## [DIRECTIONS]
Which lines in the items below contain the word "wheel"? Gather each of those lines and copy it in full.
>> start MATERIAL FOR THE TASK
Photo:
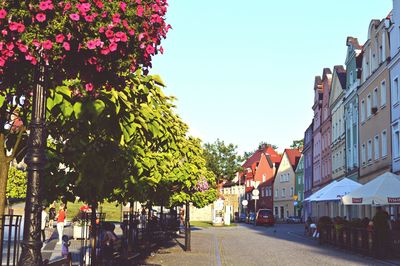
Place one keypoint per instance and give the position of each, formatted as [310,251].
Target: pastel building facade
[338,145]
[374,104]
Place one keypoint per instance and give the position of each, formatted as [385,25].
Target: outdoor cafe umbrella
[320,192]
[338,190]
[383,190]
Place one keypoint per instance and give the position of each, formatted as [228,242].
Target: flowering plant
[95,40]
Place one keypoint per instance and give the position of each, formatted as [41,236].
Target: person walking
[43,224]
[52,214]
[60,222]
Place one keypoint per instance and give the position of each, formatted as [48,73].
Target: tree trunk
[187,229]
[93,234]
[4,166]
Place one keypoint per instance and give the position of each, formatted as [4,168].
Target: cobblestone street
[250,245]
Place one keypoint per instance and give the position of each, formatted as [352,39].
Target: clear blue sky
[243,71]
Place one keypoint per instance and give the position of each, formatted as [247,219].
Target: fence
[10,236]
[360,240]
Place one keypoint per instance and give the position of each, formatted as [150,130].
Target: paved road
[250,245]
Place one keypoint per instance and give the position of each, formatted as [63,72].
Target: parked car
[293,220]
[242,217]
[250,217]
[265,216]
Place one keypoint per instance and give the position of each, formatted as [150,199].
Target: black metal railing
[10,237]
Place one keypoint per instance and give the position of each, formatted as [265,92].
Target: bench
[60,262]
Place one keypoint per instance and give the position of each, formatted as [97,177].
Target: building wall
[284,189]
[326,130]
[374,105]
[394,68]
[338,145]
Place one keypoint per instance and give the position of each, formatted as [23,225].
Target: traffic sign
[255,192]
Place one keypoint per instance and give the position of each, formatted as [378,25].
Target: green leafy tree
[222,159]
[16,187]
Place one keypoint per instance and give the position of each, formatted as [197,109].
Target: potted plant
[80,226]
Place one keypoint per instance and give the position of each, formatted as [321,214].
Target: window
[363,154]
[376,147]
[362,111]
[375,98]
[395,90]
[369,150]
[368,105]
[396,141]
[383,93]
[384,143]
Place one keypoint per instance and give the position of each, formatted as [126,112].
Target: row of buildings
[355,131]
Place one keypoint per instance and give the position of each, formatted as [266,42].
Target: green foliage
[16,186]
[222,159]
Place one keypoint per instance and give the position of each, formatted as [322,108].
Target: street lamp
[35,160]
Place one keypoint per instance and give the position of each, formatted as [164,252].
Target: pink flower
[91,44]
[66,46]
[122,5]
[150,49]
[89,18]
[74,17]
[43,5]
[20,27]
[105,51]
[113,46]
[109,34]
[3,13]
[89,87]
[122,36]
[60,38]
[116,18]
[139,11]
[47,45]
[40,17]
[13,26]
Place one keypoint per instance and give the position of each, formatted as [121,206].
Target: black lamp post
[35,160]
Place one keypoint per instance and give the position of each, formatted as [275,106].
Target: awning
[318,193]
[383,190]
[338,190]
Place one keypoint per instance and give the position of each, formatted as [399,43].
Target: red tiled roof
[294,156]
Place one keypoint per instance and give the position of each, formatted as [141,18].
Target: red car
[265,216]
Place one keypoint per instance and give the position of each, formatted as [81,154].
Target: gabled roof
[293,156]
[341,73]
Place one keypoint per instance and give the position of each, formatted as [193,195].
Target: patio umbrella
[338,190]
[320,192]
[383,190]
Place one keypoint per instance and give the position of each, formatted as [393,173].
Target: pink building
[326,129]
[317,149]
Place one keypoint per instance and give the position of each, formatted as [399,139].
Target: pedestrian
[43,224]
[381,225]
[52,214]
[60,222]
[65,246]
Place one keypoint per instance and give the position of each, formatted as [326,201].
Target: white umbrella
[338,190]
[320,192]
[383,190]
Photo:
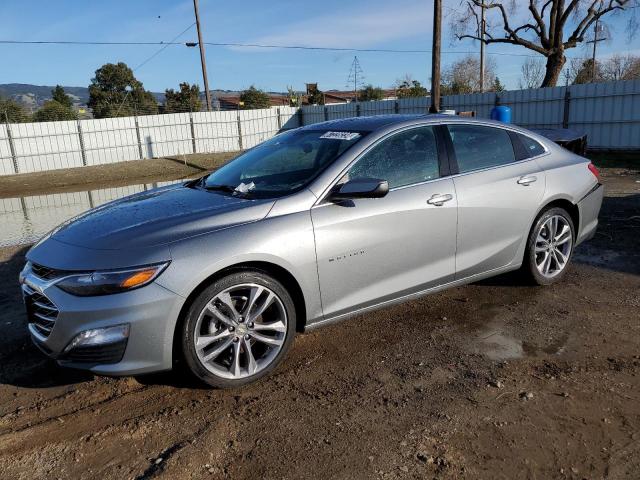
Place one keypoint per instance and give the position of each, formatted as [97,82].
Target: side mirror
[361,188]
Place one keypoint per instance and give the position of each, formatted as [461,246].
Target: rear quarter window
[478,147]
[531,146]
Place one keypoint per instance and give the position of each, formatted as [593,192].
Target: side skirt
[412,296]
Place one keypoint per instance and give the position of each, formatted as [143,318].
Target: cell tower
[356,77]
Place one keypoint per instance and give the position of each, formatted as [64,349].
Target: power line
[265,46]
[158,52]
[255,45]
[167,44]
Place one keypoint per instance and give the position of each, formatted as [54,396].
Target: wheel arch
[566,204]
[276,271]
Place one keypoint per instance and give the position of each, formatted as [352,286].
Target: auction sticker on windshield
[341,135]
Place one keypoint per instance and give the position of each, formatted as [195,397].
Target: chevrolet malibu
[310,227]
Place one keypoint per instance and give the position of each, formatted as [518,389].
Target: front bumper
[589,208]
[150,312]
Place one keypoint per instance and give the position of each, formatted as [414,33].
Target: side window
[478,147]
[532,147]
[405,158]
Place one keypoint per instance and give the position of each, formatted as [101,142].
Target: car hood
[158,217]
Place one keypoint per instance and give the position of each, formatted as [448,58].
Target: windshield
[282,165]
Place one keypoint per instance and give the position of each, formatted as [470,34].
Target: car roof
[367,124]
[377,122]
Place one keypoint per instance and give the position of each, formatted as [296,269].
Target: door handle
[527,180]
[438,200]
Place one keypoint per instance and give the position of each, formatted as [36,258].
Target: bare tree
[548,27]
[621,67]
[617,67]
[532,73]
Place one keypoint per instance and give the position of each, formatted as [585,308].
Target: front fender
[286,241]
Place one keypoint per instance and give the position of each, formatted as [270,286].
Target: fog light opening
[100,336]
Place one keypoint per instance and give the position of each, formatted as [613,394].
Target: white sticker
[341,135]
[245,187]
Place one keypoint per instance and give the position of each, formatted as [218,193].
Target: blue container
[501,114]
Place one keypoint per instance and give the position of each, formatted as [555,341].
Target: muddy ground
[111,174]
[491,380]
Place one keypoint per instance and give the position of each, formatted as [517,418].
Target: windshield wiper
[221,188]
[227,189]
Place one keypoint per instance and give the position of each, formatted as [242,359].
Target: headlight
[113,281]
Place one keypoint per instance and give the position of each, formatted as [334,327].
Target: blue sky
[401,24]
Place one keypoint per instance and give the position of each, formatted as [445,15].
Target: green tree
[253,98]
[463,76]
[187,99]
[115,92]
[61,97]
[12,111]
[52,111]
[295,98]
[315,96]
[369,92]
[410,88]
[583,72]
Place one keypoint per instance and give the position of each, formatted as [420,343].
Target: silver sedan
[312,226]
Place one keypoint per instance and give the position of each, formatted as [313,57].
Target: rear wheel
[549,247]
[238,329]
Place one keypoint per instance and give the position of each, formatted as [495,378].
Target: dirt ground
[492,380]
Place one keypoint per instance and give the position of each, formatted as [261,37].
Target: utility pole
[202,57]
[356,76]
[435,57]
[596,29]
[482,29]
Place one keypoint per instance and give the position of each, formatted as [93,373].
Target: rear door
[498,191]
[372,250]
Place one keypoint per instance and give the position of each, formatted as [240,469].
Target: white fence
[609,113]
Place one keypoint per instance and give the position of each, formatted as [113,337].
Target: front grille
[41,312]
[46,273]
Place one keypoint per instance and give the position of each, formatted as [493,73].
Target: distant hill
>> end MATERIAL FOR THE TASK
>> start MATERIAL FOR THE TASK
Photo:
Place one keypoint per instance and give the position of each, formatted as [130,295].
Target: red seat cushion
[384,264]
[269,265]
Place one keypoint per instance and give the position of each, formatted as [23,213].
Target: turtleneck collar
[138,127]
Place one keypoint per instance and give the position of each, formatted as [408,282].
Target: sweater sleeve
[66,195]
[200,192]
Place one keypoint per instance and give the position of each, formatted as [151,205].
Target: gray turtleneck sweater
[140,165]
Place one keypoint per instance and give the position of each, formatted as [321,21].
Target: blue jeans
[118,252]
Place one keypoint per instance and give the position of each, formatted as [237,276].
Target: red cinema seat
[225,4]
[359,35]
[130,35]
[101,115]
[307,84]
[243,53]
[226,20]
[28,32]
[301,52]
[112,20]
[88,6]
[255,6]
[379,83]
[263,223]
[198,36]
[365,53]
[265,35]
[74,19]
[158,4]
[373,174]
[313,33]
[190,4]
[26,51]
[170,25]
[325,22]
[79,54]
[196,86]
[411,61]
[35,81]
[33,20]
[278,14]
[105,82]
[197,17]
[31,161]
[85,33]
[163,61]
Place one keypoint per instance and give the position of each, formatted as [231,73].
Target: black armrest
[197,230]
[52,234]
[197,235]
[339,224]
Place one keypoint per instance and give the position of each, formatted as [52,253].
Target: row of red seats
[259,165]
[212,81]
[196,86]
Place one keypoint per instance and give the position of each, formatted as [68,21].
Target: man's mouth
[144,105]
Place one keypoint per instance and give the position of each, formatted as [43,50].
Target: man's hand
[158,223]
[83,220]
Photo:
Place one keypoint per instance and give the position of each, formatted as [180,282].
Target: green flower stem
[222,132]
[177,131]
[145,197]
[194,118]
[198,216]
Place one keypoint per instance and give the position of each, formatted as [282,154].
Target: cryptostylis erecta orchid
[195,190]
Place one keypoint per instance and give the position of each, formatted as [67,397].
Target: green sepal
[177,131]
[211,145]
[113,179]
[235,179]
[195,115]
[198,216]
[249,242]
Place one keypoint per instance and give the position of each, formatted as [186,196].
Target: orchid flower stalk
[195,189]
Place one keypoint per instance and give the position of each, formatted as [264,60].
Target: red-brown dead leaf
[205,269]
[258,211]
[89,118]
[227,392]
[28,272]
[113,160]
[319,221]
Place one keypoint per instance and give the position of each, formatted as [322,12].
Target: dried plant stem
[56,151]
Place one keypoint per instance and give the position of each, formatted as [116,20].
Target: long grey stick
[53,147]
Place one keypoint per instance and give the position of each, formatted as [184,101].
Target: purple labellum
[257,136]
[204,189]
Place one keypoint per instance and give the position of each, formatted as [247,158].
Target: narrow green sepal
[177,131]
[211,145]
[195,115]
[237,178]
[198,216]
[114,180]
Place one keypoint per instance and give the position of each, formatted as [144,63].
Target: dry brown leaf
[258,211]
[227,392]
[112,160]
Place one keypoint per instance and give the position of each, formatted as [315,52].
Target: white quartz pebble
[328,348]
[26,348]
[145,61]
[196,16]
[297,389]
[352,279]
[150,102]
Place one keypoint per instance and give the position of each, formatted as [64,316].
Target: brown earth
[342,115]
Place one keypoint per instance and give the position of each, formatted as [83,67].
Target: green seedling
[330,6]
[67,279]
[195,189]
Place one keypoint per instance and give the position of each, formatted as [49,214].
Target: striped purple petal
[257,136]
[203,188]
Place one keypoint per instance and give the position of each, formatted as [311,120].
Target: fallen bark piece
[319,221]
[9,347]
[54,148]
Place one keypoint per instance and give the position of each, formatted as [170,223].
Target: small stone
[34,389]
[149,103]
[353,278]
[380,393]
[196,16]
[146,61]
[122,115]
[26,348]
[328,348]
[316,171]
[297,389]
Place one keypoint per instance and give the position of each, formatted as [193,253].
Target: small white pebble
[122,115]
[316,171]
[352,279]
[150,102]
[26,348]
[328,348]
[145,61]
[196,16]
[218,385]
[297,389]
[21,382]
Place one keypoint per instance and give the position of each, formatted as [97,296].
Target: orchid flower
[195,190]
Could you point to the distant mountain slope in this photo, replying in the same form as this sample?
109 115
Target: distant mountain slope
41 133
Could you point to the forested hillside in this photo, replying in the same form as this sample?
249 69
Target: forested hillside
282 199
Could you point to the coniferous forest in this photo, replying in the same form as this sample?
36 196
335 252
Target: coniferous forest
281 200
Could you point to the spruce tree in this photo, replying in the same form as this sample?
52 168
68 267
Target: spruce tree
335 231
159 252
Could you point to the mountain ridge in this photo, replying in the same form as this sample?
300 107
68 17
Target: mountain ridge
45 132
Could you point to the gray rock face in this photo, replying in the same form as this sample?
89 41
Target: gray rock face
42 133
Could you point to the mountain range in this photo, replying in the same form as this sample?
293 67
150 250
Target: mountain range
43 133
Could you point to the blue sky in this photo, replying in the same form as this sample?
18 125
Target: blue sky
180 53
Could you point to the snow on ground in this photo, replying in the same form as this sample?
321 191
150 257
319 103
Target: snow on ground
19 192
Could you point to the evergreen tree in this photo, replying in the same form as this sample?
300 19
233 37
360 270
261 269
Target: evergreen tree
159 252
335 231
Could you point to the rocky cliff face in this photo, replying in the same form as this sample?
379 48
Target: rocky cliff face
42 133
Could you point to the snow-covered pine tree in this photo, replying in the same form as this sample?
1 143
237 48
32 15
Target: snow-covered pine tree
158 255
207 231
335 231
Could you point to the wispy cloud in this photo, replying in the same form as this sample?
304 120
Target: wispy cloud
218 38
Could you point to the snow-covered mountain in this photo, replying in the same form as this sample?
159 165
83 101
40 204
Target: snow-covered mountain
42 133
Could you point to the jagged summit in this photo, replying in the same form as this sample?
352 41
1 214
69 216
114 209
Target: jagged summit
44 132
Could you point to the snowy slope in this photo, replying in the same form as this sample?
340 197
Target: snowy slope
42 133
>> end MATERIAL FOR THE TASK
## [ANSWER FOR THE TASK]
Target: wheel arch
Target: rear wheel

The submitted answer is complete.